[Records for processing — start]

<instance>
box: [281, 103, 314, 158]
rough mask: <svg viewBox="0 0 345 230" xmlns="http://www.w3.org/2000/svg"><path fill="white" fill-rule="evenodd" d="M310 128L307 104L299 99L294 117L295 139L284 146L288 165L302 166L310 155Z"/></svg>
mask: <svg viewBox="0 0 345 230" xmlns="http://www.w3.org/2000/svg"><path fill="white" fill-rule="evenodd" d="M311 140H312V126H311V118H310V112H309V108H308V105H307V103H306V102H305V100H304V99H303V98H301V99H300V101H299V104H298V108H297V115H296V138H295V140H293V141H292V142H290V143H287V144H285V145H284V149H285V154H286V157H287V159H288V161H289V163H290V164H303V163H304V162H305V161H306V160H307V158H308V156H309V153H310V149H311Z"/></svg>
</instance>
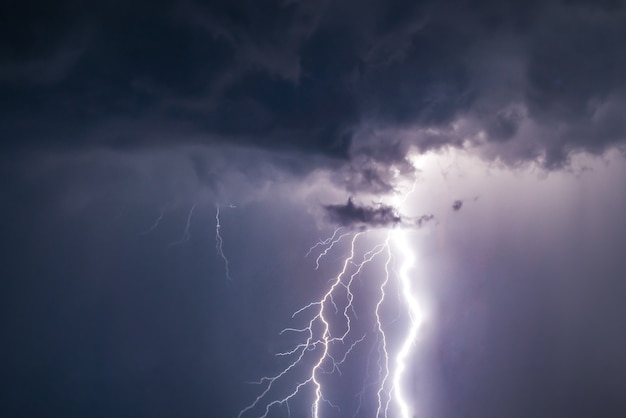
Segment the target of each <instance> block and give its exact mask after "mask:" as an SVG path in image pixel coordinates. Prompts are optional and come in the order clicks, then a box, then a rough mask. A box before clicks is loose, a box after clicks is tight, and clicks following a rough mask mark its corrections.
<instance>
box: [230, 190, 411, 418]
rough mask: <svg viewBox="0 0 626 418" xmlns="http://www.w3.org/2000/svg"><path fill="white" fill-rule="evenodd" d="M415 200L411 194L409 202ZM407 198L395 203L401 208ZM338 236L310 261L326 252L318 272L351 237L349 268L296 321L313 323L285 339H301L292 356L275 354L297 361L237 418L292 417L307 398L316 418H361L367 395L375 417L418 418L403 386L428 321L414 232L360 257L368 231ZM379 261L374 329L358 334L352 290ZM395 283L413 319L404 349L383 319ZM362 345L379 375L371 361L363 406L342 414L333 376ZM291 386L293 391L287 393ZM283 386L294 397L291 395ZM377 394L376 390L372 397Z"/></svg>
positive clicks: (401, 340)
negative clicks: (298, 398) (416, 340)
mask: <svg viewBox="0 0 626 418" xmlns="http://www.w3.org/2000/svg"><path fill="white" fill-rule="evenodd" d="M411 192H412V190H411V191H410V192H408V193H407V195H408V194H410V193H411ZM407 195H405V196H403V198H402V199H400V200H397V201H396V202H395V203H397V204H398V205H401V204H402V203H403V202H404V200H405V199H406V197H407ZM340 232H341V228H338V229H336V230H335V231H334V233H333V234H332V236H330V237H329V238H327V239H325V240H320V241H319V242H318V243H317V244H315V245H314V246H313V247H311V249H310V250H309V252H308V253H307V256H308V255H310V254H311V253H312V252H313V251H314V250H316V249H321V250H320V253H319V256H318V257H317V258H316V262H315V264H316V269H317V268H319V264H320V261H321V259H322V258H323V257H324V256H325V255H327V254H328V253H329V252H330V251H331V250H332V249H333V246H336V245H337V244H338V243H339V242H340V241H341V240H342V239H343V238H345V237H348V236H352V239H351V243H350V251H349V253H348V254H347V256H346V257H345V259H344V261H343V267H342V269H341V270H340V272H339V273H338V274H337V276H335V277H334V278H333V279H331V280H330V282H329V283H330V284H329V287H328V288H327V290H326V292H325V293H324V294H323V295H322V296H321V297H320V298H319V299H318V300H316V301H314V302H311V303H309V304H308V305H305V306H303V307H302V308H300V309H299V310H297V311H296V312H295V313H294V314H293V315H292V318H294V319H295V318H300V317H301V316H304V315H305V314H307V313H308V315H307V318H308V319H307V320H306V322H305V324H304V325H303V326H301V327H293V328H285V329H284V330H283V331H281V333H280V334H281V335H283V334H286V333H294V334H296V335H302V338H301V340H300V341H301V342H299V343H296V344H295V345H294V346H292V347H293V348H292V349H291V350H288V351H286V352H282V353H278V354H277V355H278V356H281V357H286V358H289V359H291V360H290V361H289V362H288V364H287V365H286V367H284V368H283V369H282V370H281V371H280V372H278V373H275V374H273V375H269V376H265V377H262V378H261V379H260V380H259V381H257V382H254V383H256V384H258V385H260V386H262V387H263V389H262V390H261V393H260V394H259V395H258V396H257V397H256V398H255V399H254V401H252V402H251V403H250V404H249V405H248V406H246V407H245V408H244V409H243V410H241V412H240V413H239V415H238V418H243V417H249V416H250V417H252V416H257V417H261V418H267V417H268V415H269V413H270V411H271V410H272V409H273V408H279V407H280V406H281V405H284V407H285V408H286V410H287V413H289V414H290V412H291V411H290V408H289V402H290V401H292V400H293V399H294V398H295V397H296V396H301V397H302V396H307V394H308V396H312V400H311V401H310V402H311V415H312V417H313V418H322V416H325V415H332V416H338V415H337V414H339V416H362V415H357V414H359V410H360V409H361V404H362V400H363V397H364V394H365V393H366V391H368V390H369V391H371V392H373V393H375V394H376V395H375V397H376V402H375V404H376V406H375V408H376V412H375V413H373V415H372V416H373V417H374V418H381V417H384V418H390V417H401V418H411V417H412V416H413V415H412V414H413V413H414V411H413V410H412V409H413V406H412V405H411V403H410V402H409V396H410V395H409V394H410V390H409V389H408V388H407V387H406V386H405V378H406V376H405V375H406V372H407V365H408V362H409V361H410V357H411V354H412V349H413V347H414V345H415V340H416V338H417V332H418V328H419V325H420V323H421V320H422V314H421V311H420V307H419V305H418V302H417V299H416V298H415V296H414V295H413V289H412V286H411V280H412V278H411V270H412V268H413V265H414V262H415V257H414V255H413V253H412V250H411V246H410V243H409V240H408V238H407V233H408V231H406V230H402V229H401V228H400V227H399V226H396V227H395V228H392V229H390V230H389V231H388V232H387V233H386V234H385V238H384V240H383V241H382V242H380V243H378V244H376V245H373V246H372V247H371V248H370V249H369V250H368V251H365V252H363V253H362V255H361V256H359V254H360V251H359V249H358V248H359V247H360V246H362V244H361V243H362V241H366V239H365V237H366V236H367V237H370V238H371V237H372V235H374V234H372V233H370V232H369V231H360V232H350V231H348V232H345V233H343V234H340ZM357 244H358V245H357ZM375 259H382V260H384V271H383V272H382V273H381V274H380V277H379V278H378V286H377V289H378V298H377V301H376V304H375V306H373V309H372V312H370V316H371V317H373V320H374V322H375V323H374V324H373V327H372V332H371V333H367V334H365V335H363V334H357V333H356V331H355V330H354V328H355V327H354V326H353V321H355V320H358V319H359V317H357V312H356V307H355V304H354V302H355V291H354V289H353V283H354V282H355V278H358V277H359V275H360V274H361V272H362V271H363V269H364V268H366V267H367V266H368V265H369V264H371V263H372V261H373V260H375ZM396 263H397V264H399V266H400V267H399V269H398V272H397V274H396V273H395V270H394V269H393V268H392V266H393V265H394V264H396ZM373 267H375V266H373ZM392 281H394V284H395V285H396V286H397V287H398V288H399V292H400V296H401V300H400V302H401V304H402V305H403V306H404V311H405V315H406V316H407V317H408V329H406V330H405V331H404V333H403V338H402V339H401V341H400V342H397V341H396V339H393V338H392V339H390V337H389V335H388V331H389V328H390V325H393V322H394V321H386V320H385V318H384V315H382V310H383V308H384V307H385V306H387V305H388V304H389V303H393V302H392V301H389V296H388V295H387V294H386V289H387V287H388V286H389V284H390V282H392ZM396 328H397V327H396ZM371 340H373V341H371ZM361 344H371V349H370V350H368V351H369V353H370V355H373V354H374V353H378V359H377V361H376V363H377V364H378V370H377V372H378V375H377V376H374V377H370V366H369V363H370V359H369V357H368V360H367V367H366V374H367V376H366V378H365V380H366V381H365V383H364V387H363V389H362V390H361V391H359V392H358V393H355V396H357V397H358V398H359V405H358V409H357V410H356V412H353V413H354V415H353V414H352V413H348V412H344V411H340V409H339V407H338V406H336V405H334V404H333V403H331V400H330V396H331V395H332V390H330V389H329V388H328V387H327V386H328V382H327V380H328V379H329V377H328V376H330V375H332V374H334V373H337V374H339V375H341V367H342V365H343V363H344V362H345V361H346V359H347V358H348V356H349V355H350V354H351V352H352V351H353V350H354V349H355V348H356V347H357V346H359V345H361ZM397 346H399V347H397ZM289 382H293V383H292V384H291V385H289V384H288V383H289ZM285 386H288V387H290V389H285ZM371 387H373V388H374V389H370V388H371ZM373 393H372V394H373ZM326 410H328V413H327V414H325V413H324V411H326ZM331 412H332V413H331Z"/></svg>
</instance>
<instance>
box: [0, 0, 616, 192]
mask: <svg viewBox="0 0 626 418" xmlns="http://www.w3.org/2000/svg"><path fill="white" fill-rule="evenodd" d="M37 3H38V4H37ZM12 7H13V6H12ZM44 12H45V13H44ZM1 15H2V18H1V19H2V22H0V23H2V24H1V25H0V26H1V27H2V28H3V29H2V30H3V32H5V33H4V35H6V36H3V37H2V39H4V41H2V45H1V48H0V51H1V52H0V91H1V92H2V94H1V97H2V99H1V100H0V109H1V111H2V113H3V114H4V115H5V117H3V119H2V122H1V123H0V129H1V130H2V132H3V137H4V138H5V140H6V142H7V143H8V144H10V146H11V147H12V148H13V149H18V150H22V149H24V148H25V147H28V148H30V147H32V146H33V145H35V146H46V145H47V146H50V145H51V144H54V146H57V147H58V146H65V147H75V146H80V147H84V146H93V145H98V146H105V147H116V148H119V147H122V148H124V147H131V148H137V147H139V148H142V147H154V146H172V145H178V144H181V143H216V142H217V143H220V142H226V143H229V144H240V145H243V146H249V147H260V148H278V149H281V150H292V151H297V152H306V153H308V154H310V153H317V154H320V155H325V156H328V157H330V158H332V159H338V160H343V161H349V160H350V161H352V160H358V161H360V162H359V165H358V166H357V171H359V169H358V168H359V167H360V166H361V165H364V166H365V169H364V170H365V171H364V174H363V173H362V174H361V177H363V176H365V178H368V177H367V176H368V175H369V180H368V181H366V183H368V182H369V183H368V184H361V185H360V186H364V187H365V186H369V185H371V184H372V183H381V182H382V183H384V175H382V174H381V173H376V170H372V168H371V167H372V166H376V164H377V162H382V163H384V164H388V163H389V162H390V159H392V160H393V161H395V162H399V163H402V161H403V158H404V155H405V152H406V150H407V149H408V147H409V146H415V147H417V148H418V149H420V150H426V149H430V148H437V147H442V146H447V145H452V146H461V145H462V144H465V145H467V144H471V145H473V146H478V147H480V149H481V151H482V152H483V153H484V154H485V155H487V156H490V157H501V158H503V159H505V160H507V161H510V162H517V161H525V160H529V159H533V160H534V159H539V160H541V161H542V162H543V163H544V164H545V166H546V167H559V166H562V165H563V164H564V163H566V162H567V160H568V156H569V154H570V152H572V151H577V150H584V151H590V152H593V153H599V152H602V151H603V150H605V149H606V148H607V147H610V146H613V145H615V144H620V143H622V142H623V140H624V138H625V134H626V124H625V123H624V121H623V118H622V117H621V115H623V113H624V110H626V77H625V76H624V74H626V58H625V56H624V54H623V52H622V51H623V46H622V42H621V40H623V39H624V38H625V37H626V33H625V32H626V29H624V28H626V18H625V16H626V13H625V8H624V4H623V2H621V1H619V0H616V1H612V0H606V1H597V2H594V1H584V0H577V1H549V2H522V1H515V0H514V1H504V2H493V1H481V2H464V1H460V0H456V1H455V0H450V1H446V2H428V1H425V2H413V1H411V2H409V1H400V2H393V3H392V4H388V3H387V2H384V1H379V0H367V1H358V2H356V1H353V2H341V3H336V2H325V1H321V2H304V1H303V2H283V1H280V2H279V1H263V2H249V1H228V2H211V3H210V4H208V5H207V4H203V3H201V2H195V1H186V2H182V3H175V2H167V1H165V2H160V3H159V5H158V6H157V5H154V4H153V3H148V2H141V1H135V2H130V3H128V4H127V3H124V4H123V5H122V4H121V3H120V4H118V3H115V2H114V3H111V4H110V5H107V6H101V7H91V6H83V5H78V6H77V5H75V4H74V3H73V2H69V1H66V2H62V3H61V4H59V5H56V6H55V7H51V6H49V5H48V3H45V2H36V3H35V4H34V5H29V6H26V5H22V6H19V7H17V8H13V9H11V10H5V11H4V12H3V13H1ZM43 16H45V18H44V17H43ZM387 149H393V150H396V151H397V152H395V153H392V154H393V155H390V154H389V153H384V152H381V150H387ZM368 173H369V174H368ZM378 177H382V180H378V179H377V178H378ZM382 183H381V184H382ZM360 186H359V185H358V184H356V185H355V184H353V187H355V188H358V187H360Z"/></svg>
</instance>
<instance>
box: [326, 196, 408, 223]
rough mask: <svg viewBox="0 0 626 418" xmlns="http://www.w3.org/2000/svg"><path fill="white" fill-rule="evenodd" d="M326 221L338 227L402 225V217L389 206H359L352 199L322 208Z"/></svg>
mask: <svg viewBox="0 0 626 418" xmlns="http://www.w3.org/2000/svg"><path fill="white" fill-rule="evenodd" d="M324 210H325V211H326V215H327V216H328V220H329V221H330V222H332V223H334V224H337V225H338V226H345V227H354V228H364V229H366V228H368V227H374V228H376V227H388V226H394V225H398V224H400V223H402V220H403V219H402V216H400V214H399V213H398V211H397V210H396V209H395V208H394V207H393V206H389V205H384V204H378V205H376V206H361V205H357V204H355V203H354V201H353V200H352V198H349V199H348V202H347V203H346V204H339V205H326V206H324Z"/></svg>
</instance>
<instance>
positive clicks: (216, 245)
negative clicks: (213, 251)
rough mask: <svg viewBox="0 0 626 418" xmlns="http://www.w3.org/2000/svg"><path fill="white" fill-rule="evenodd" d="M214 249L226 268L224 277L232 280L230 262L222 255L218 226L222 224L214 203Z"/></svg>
mask: <svg viewBox="0 0 626 418" xmlns="http://www.w3.org/2000/svg"><path fill="white" fill-rule="evenodd" d="M228 207H229V208H234V207H235V205H233V204H230V205H228ZM215 208H216V209H215V249H216V250H217V254H218V255H219V256H220V257H221V258H222V260H223V261H224V270H226V277H227V278H228V280H232V278H231V277H230V263H229V262H228V258H226V256H225V255H224V249H223V244H224V240H223V239H222V234H221V232H220V228H221V227H222V224H221V223H220V205H215Z"/></svg>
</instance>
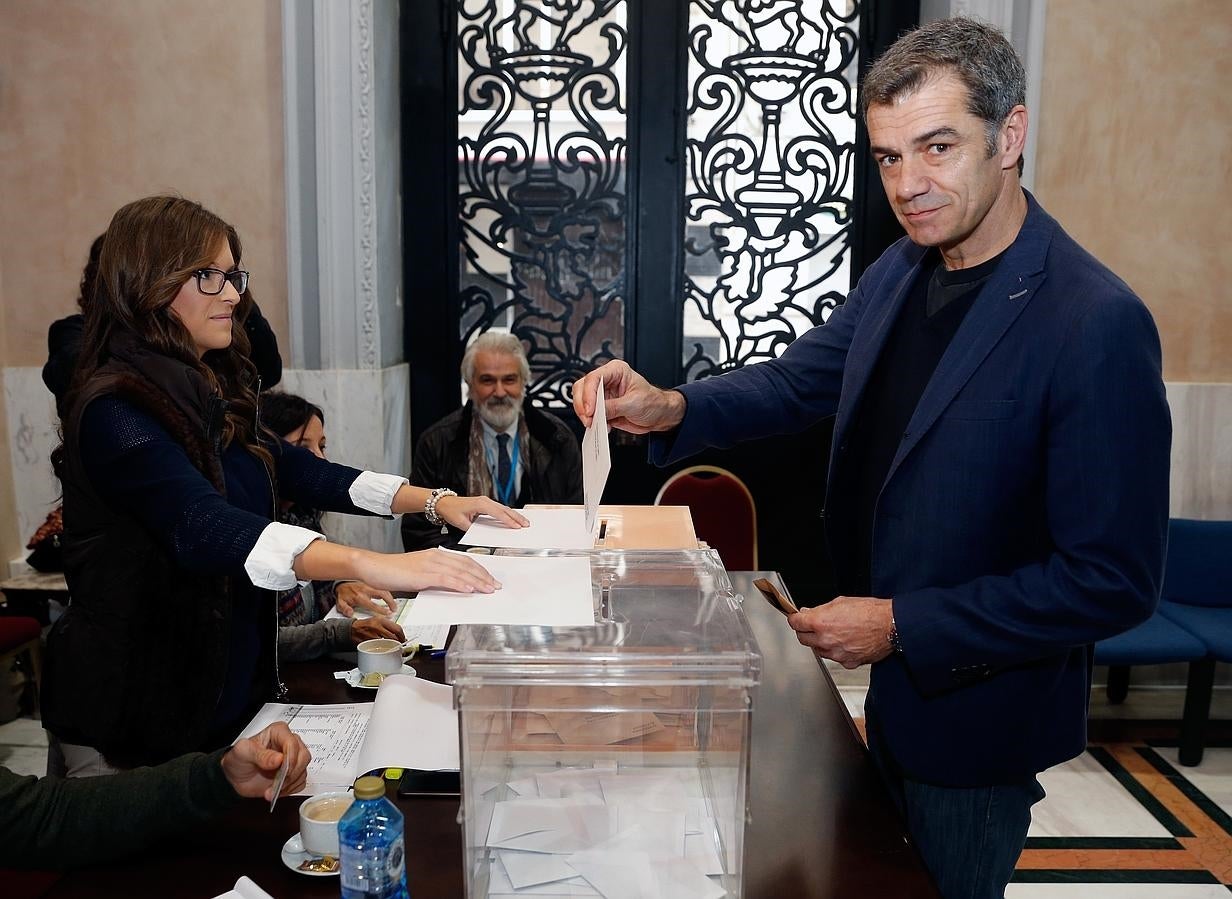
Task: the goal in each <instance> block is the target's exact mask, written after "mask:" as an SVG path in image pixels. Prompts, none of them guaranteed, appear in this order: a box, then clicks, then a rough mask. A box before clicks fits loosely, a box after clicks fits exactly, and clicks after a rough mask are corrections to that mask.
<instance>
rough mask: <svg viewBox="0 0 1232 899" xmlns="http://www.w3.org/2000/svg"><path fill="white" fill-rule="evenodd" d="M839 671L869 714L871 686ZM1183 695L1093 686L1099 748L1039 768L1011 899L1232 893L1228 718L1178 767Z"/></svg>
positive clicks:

[Records for processing — finish]

Report every line in the data that holds "Prompts", copying each one.

Segment the target of each <instance> block and give its exact mask after "mask:" as an SVG path in image pixel coordinates. Prompts are optional and come in the order clicks, then a box, then a rough mask. A box before clicks is loose, a box after clicks is tight, and clicks following a rough mask mark its corrections.
Task: the goal in each <instance> block is the target's exact mask, written after "mask:" as an SVG path in image pixels. Prompts, none of them guaranteed, appear in this order: a box, then clicks, then a rough mask. A box before clicks fits loosely, a box after clicks fits exactly, and clicks after a rough mask are corrections to that mask.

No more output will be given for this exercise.